### Excerpts from a dataset
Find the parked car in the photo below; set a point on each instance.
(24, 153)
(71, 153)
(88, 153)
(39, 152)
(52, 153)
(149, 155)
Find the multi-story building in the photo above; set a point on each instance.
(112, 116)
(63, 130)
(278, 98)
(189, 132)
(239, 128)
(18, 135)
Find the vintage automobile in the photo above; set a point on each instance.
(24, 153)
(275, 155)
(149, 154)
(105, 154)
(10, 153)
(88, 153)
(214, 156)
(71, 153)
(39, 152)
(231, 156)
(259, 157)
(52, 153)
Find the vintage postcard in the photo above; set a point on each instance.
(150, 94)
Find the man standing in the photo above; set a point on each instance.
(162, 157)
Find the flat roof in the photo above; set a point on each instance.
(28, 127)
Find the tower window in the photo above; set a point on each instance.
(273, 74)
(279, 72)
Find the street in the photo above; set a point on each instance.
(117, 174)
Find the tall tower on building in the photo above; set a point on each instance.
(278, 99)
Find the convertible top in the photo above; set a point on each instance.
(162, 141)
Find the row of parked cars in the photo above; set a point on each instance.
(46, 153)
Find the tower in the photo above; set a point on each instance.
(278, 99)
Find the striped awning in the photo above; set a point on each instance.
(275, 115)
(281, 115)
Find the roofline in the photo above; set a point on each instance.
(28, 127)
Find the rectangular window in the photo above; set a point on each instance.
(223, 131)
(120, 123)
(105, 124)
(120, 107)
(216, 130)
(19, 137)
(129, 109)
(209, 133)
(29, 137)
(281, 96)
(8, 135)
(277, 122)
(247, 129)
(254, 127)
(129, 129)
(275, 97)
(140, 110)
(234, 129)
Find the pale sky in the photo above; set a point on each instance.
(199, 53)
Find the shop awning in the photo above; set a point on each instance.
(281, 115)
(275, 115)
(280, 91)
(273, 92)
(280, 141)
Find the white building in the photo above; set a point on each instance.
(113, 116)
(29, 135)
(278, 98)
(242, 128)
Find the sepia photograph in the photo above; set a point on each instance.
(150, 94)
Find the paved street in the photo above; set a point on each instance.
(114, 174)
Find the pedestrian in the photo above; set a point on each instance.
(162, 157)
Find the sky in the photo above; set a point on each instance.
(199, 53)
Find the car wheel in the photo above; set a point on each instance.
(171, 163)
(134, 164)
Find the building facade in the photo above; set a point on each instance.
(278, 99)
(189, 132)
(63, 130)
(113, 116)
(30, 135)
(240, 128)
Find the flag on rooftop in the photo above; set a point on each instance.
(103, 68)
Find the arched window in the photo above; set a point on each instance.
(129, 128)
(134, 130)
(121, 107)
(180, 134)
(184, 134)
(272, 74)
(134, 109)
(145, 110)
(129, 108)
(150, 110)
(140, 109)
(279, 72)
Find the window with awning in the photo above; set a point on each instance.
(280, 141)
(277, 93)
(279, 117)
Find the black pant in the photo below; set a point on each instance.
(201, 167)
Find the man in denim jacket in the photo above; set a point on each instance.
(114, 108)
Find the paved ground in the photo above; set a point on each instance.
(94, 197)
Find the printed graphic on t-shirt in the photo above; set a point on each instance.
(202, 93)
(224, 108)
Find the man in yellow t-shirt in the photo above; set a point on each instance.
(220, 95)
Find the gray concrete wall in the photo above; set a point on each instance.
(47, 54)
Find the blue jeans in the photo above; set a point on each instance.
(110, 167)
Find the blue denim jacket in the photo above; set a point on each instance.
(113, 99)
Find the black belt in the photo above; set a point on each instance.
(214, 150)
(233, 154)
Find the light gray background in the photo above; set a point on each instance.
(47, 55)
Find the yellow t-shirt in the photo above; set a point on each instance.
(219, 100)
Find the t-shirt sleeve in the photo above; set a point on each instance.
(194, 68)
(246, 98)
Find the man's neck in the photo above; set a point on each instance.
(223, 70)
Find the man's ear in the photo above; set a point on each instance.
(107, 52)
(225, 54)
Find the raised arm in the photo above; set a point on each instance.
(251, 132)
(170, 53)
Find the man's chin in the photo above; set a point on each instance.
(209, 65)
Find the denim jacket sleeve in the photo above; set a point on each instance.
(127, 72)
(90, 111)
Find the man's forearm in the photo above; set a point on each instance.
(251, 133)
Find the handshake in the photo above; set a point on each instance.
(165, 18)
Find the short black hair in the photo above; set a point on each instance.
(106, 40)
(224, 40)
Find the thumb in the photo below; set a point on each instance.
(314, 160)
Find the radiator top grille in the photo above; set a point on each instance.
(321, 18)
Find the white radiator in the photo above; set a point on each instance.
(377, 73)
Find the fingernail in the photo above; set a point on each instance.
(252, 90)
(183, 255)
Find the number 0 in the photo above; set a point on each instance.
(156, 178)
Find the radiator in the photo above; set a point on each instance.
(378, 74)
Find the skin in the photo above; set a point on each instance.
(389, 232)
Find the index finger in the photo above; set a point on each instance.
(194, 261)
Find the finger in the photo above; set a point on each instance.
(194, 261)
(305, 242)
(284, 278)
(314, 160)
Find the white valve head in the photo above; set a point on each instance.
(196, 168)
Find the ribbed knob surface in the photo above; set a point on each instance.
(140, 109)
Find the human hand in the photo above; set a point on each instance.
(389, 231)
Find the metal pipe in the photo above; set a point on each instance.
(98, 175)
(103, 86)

### EXERCISE PROMPT
Please copy the data in full, character for character.

### RESPONSE FOR THIS EXERCISE
Find the parked car in the photo below; set a point on each instance.
(24, 153)
(71, 153)
(88, 153)
(39, 152)
(52, 153)
(149, 155)
Find the multi-story building in the photo above; set a point on each instance.
(112, 116)
(63, 130)
(278, 98)
(189, 132)
(239, 128)
(18, 135)
Find the vintage automobile in the photo above; set a point on each instance.
(24, 153)
(275, 155)
(149, 154)
(105, 154)
(10, 153)
(88, 153)
(214, 156)
(71, 153)
(39, 152)
(231, 156)
(259, 157)
(52, 153)
Find the vintage postcard in the photo above; set a point on each instance.
(150, 94)
Find the man standing in the photo above; set a point on each instance.
(162, 157)
Find the flat roof in the photo above; set a point on each instance.
(28, 127)
Find the tower window in the photo above; set a point on each instance.
(273, 74)
(279, 72)
Find the street in the photo above; set a point on each instance.
(117, 174)
Find the tall tower on building in the photo above; set a point on each instance.
(278, 99)
Find the convertible top in the photo above; set a point on each instance.
(162, 141)
Find the row of parked cars in the photo above; set a point on each instance.
(46, 153)
Find the tower in the photo above; set a point on each instance.
(278, 99)
Find the striped awning in the photo above; set a point on each instance.
(275, 115)
(281, 115)
Find the roofline in the photo above; set a point on each instance.
(28, 127)
Find the rectangular window in the photo above; set a point on each instance.
(223, 131)
(120, 123)
(105, 124)
(120, 107)
(216, 130)
(19, 137)
(129, 109)
(209, 133)
(29, 137)
(281, 96)
(8, 135)
(277, 122)
(247, 129)
(254, 127)
(129, 129)
(275, 97)
(140, 110)
(234, 129)
Find the pale sky in the photo above; set a point on each instance.
(199, 53)
Find the shop awning in the photo above; set a point on each instance.
(281, 115)
(275, 115)
(280, 91)
(273, 92)
(280, 141)
Find the white building in the photo above; set a point on each instance.
(113, 116)
(29, 135)
(278, 98)
(242, 128)
Find the sepia photograph in the photo above; set a point on each instance.
(150, 94)
Find the paved street in the photo above; set a point on each instance.
(114, 174)
Find the pedestrian in the photo above; set a point on each instance.
(162, 157)
Find the sky in the photo above; set a point on each instance.
(199, 53)
Find the car wheel in the photo above; set a point on each instance.
(171, 163)
(134, 164)
Find the building facade in the photo above; set a point on each instance.
(278, 99)
(189, 132)
(63, 130)
(113, 116)
(30, 135)
(240, 128)
Find the flag on rooftop in the photo above; set a point on each instance.
(103, 68)
Find the arched window in the photo above; set a point on each instance.
(129, 128)
(134, 130)
(121, 107)
(180, 134)
(184, 134)
(272, 74)
(134, 109)
(145, 110)
(129, 108)
(150, 110)
(140, 109)
(279, 72)
Find the window with awning in the photo above; set a point on each instance.
(280, 141)
(277, 93)
(279, 117)
Find the black pant in the photo below; set a point on each instance.
(201, 167)
Find the man in denim jacket in the photo above; set a point on each instance.
(114, 108)
Find the paved ground in the photo above; set a point on each instance.
(94, 197)
Find the printed graphic on t-shirt in the photo above; set a point on each instance.
(202, 93)
(224, 108)
Find the man in yellow t-shirt in the photo above; set a point on each instance.
(220, 95)
Find the gray concrete wall in the photo above; set a point on each instance.
(47, 54)
Find the blue jeans in the photo above; set a point on each instance.
(110, 167)
Find the blue denim jacket in the photo above; set a point on each instance.
(113, 99)
Find the black belt in the photo above; set a point on each instance.
(214, 150)
(233, 154)
Find the light gray background in the photo above; set a point on each instance.
(47, 55)
Find the yellow t-shirt in the photo above; set a point on each instance.
(219, 100)
Find the t-shirt sleeve in the photo above; set a point on each instance.
(194, 68)
(246, 98)
Find the man's neck in the photo above; set a point on each instance.
(223, 70)
Find the man's ear in the photo above; set a point on each instance.
(107, 52)
(225, 54)
Find the raised arm in the photo above; set a point on each instance.
(251, 132)
(170, 53)
Find the man's chin in the photo above; set a point on each instance.
(209, 65)
Find the denim jacket sleeve in the photo above; set a point on each instance.
(127, 72)
(90, 111)
Find the man's forearm in the photo above; set a point on each instance.
(251, 133)
Find the handshake in the photo above; set a point on each instance.
(165, 18)
Find the short black hair in the photo above; set a point on each instance.
(106, 40)
(224, 40)
Find the thumb in the photo below; set a point on each instance.
(314, 160)
Find the radiator top grille in the photo above; set a point on each instance.
(321, 18)
Find the white radiator in the photo above; set a point on each instance.
(377, 73)
Find the fingernail in the photo above; set a point on each instance.
(252, 90)
(183, 255)
Find the number 0 in the photo above; set a point on each instance.
(156, 178)
Find the radiator in the photo above; set a point on each instance.
(378, 74)
Find the skin in the photo above; set a point on each instance.
(389, 232)
Find the index finger in the photo above; set a point on each instance.
(194, 261)
Find the finger in the photo above; set a point on each instance.
(194, 261)
(305, 242)
(284, 278)
(314, 160)
Find the white valve head in the photo above; set a point on each instance.
(196, 168)
Find the ribbed knob surface in the photo above; set a point on each instance.
(140, 109)
Find the human hand in the photo above; set a point on each instance.
(389, 231)
Find the metal pipe in the photo above; set a point on each instance.
(98, 175)
(103, 86)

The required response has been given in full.